◆ **Text to read**

Hey ho. Bed now, I reckon.

General Developments

I have a pounding headache. Not great.

The Council offices on Portland road aren’t bad, but are fairly warrenish, with three buildings to be done in three hours (It’s soon to be down to two, but they need more cleaners – dunno if Andy‘s tried the council yet?) and so I’m there for three hours a night, which is just a little too long for it to bolt neatly into any part of my schedule. On the other hand, I’m getting paid for it, and it’s not Spar (who still haven’t had their stupid air conditioning fixed) so it could be worse.

I’ve shoved the stupid Asus motherboard back into the box with the manual, CD, quickstart guide and SATA cables, but not the IDE, because I can’t find it. They should have it by tomorrow morning. Ireason that gives them all of tomorrow to work out what it is, Wednesday for them to post the new one, Thursday for the courier to actually get hold of the new one, and Friday for it to be dropped off here. Anything much longer than that and I’m going to be a grumbling person.

Assuming the motherboard does turn up, however (and I’m guessing the new HDDs will be here in a day or two, as well) anyone fancy a Computer Build Party at some point before Troma on Saturday? (I say “party,” but of course what I actually mean is “people turn up and help, and later I possibly buy them a beer, maybe”…)

Ugh, head. Going to lie down again, now.

Weird.

Had a lecture at 10am today (Urgh), which was actually fairly interesting – one for the C19th module, looking at the relationship between some chap called John Thelwall, who’s been unjustly denied a page on Wikipedia, and the interaction between his poems and the Lyrical Ballads, which was actually really fascinating stuff…

…He’d got into rather a lot of trouble after lobbying hard for social freedoms, which in the context of the French Revolution, wasn’t a great plan (because, as usual, the politicians had gone “Agh, this new thing scares us! Let’s strip civil liberties to the bone!” and a bunch of reactionary old bastards went along with it, as per.)

Anyway, Thelwell got had up for treason, and spent a few years in gaol, which wasn’t great, especially since it was 1794, and the system was happily corrupt. They let him off, in the end, and he slogged up the Cumbria to root out Wordsworth, his dippy sister [I’m sorry, but she wrote a poem about how great it was that William had gone off somewhere, but had left behind an apple with his tooth-marks in it] and Coleridge.

Whereupon Coleridge gave him the push, because he wanted a break with his own radical past, and anyway, Wordsworth was just at that “creating an artificial rustic language” stage which the Romantics seem to have been so keen on (what? I’m paraphrasing the lecture here), so Thelwell was forced off to exile in the ruddy Wye valley, where Pitt’s people persisted in spying on him, his farm went belly up, and his six-year-old daugter died.

Meanwhile, Wordsworth & Coleridge had just printed off the 1798 Ed. of Lyrical Ballads, and all was going swimmingly, with Thelwell stuck in Wales, with sarky pitchfork weilding locals, roughs working for the government still out to off him to collect the bounty and some serious “If Coleridge hadn’t forced me to live in this stupid valley, my daughter probably wouldn’t have died” issues to deal with.

By the looks of it he wrote large quantities of poems mimicing the Lyrical Ballads and turning them very dark, and they’re pretty good. Not great in their own right, I wouldn’t say, but not too bad in the (“Yeah, Nature is really sodding great. Can it make me feel better? Can it bollocks.”) context in which they were written.

◆ **Raw records**

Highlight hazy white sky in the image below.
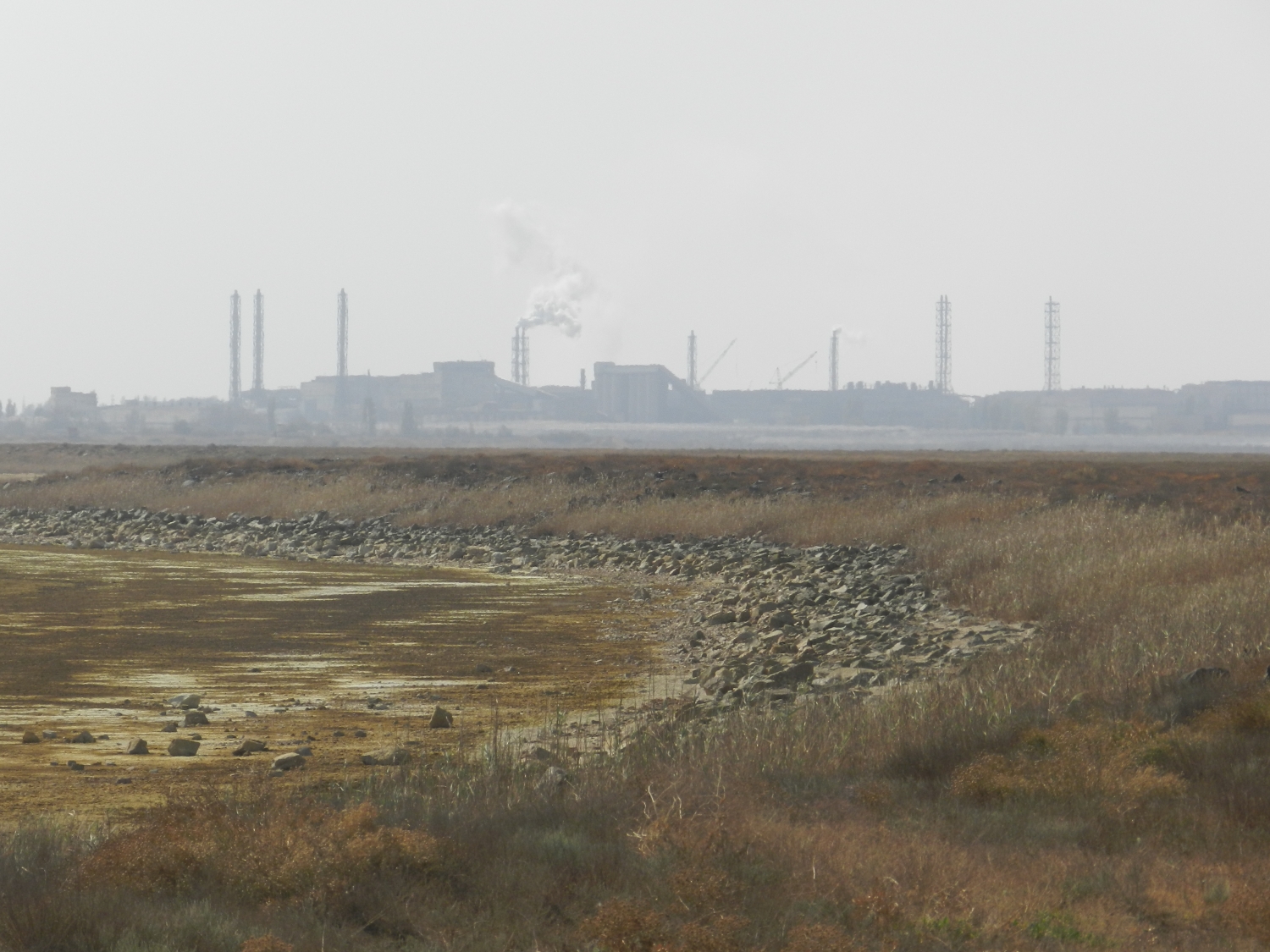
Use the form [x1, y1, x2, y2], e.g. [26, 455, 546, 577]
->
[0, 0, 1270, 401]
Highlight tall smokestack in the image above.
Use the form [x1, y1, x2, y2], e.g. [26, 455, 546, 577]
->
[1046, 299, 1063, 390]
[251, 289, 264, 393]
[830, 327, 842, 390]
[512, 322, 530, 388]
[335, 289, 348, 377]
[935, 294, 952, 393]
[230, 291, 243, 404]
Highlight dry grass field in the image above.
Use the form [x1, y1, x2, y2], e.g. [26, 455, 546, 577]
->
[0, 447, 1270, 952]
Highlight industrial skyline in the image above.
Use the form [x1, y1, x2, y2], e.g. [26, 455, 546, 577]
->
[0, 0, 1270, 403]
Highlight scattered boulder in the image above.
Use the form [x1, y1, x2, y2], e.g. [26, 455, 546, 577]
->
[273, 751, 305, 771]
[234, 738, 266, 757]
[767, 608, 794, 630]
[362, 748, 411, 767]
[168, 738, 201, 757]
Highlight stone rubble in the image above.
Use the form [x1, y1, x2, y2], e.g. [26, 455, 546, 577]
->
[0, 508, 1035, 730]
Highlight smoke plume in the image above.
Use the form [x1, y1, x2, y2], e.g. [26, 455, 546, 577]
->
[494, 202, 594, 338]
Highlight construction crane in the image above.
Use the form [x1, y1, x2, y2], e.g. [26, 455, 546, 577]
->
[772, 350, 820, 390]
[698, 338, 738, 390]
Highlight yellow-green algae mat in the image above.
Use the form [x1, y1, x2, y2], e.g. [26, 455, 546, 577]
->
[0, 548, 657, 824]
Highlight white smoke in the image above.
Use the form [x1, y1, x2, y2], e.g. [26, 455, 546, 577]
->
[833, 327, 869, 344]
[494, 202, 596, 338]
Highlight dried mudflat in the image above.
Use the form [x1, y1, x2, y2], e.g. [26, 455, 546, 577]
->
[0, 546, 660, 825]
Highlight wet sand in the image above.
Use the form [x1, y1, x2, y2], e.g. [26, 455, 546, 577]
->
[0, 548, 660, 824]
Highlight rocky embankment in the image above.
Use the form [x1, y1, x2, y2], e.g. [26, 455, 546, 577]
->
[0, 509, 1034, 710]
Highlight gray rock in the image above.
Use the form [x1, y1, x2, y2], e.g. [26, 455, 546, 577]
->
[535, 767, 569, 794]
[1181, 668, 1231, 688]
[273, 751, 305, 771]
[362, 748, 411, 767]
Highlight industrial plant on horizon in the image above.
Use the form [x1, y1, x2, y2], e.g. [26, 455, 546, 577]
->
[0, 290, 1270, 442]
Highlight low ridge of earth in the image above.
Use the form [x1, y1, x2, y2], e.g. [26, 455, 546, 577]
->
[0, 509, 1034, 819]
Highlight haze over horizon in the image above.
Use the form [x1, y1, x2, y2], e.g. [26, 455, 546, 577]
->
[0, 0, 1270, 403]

◆ **Exercises**
1 > Please rewrite the blog entry from "Had a lecture" up to and including "it, as per.)", changing "politicians" to "ministers".
2 > In the blog entry, what time was the lecture?
3 > Carry the blog entry on from its last sentence.
You won't need the data here.

◆ **Responses in order**
1 >
Had a lecture at 10am today (Urgh), which was actually fairly interesting – one for the C19th module, looking at the relationship between some chap called John Thelwall, who’s been unjustly denied a page on Wikipedia, and the interaction between his poems and the Lyrical Ballads, which was actually really fascinating stuff…

…He’d got into rather a lot of trouble after lobbying hard for social freedoms, which in the context of the French Revolution, wasn’t a great plan (because, as usual, the ministers had gone “Agh, this new thing scares us! Let’s strip civil liberties to the bone!” and a bunch of reactionary old bastards went along with it, as per.)

2 > 10am.

3 >
So that was fun. And then I wandered towards the Arts Centre to try and actually buy a copy of L.B. (I didn’t, I remembered I’ve spent all of this week’s budget on a couple of SATA HDDs from Overclockers, the people who ship fast, ship what you wanted, and don’t appear to sell any mid-low end rubbish (I’m still vaguely pissed off that Scan assumed that an Asus motherboard was somehow the same as the poxy Abit job I asked for…)).

Anyway, I was heading up from C22 round the corner where Hugh Owen creates and underpass out of D-floor, and wandered up past the library and out onto the plaza, whereupon a bloke ran up behind me and said “Excuse me, are you a lecturer?”

‘O, it’s a poor lost Fresher,’ I thought. “No, I’m a student,” I told him. And then he told me how great my back looked (uh-oh…) and how I really stood out amongst everyone else (this is going to involve my helping with something, isn’t it?)…

…”We’re doing Theatre Film & TV,” he said (Yep, there we go) “Can we film you walking up those steps again, it’ll only take a couple of minutes…?”

So they filmed me going up the steps, down the steps, and standing at the top of the steps pretending to have forgotten something, and were very pleased with me for being able to look “dark and menacing” and “walking purposefully,” which was probably nice of them, although I wasn’t actually trying to look dark or menacing at all.

And, of course, when they said “two minutes,” they meant “it’ll be two minutes of film,” with the result I was there about half an hour. Still, it was vaguely amusing, I suppose, and I ran into no end of people I’d otherwise have missed (although off the top of my head I can only recall Coff & Ben Michael – apparently they’d both been to the lecture, which is a new one on me…), Sundeep, and Twenty-Three-Hour Hannah.)

And now I’m going to, uh, either sleep, have breakfast, or play RA2… Hm…

Probably not eat, actually; I woke up with a toothache this morning. Usually a bad sign, especially since it’s one of the ones where fully closing my jaw hurts because of the pressure on said tooth. Alarmingly (although it’s statistically very likely, I guess) the tooth in question is one of the root canal-ed ones, which, I’d taken to believing, were fairly indestructible, unless the entire huge lump of filling clumps out and chokes me to death.

O well. Yet more troubles. Think I’ve an appointment at some point next week anyway, to be honest.

O, and I get shown how the clean the DSS place on Portland Road at 1700 today, so I’ll be able to follow the “clean it anytime between 1700 and 0900, weekdays” policy and have some free time in the early evenings from tomorrow onwards.

Have fun!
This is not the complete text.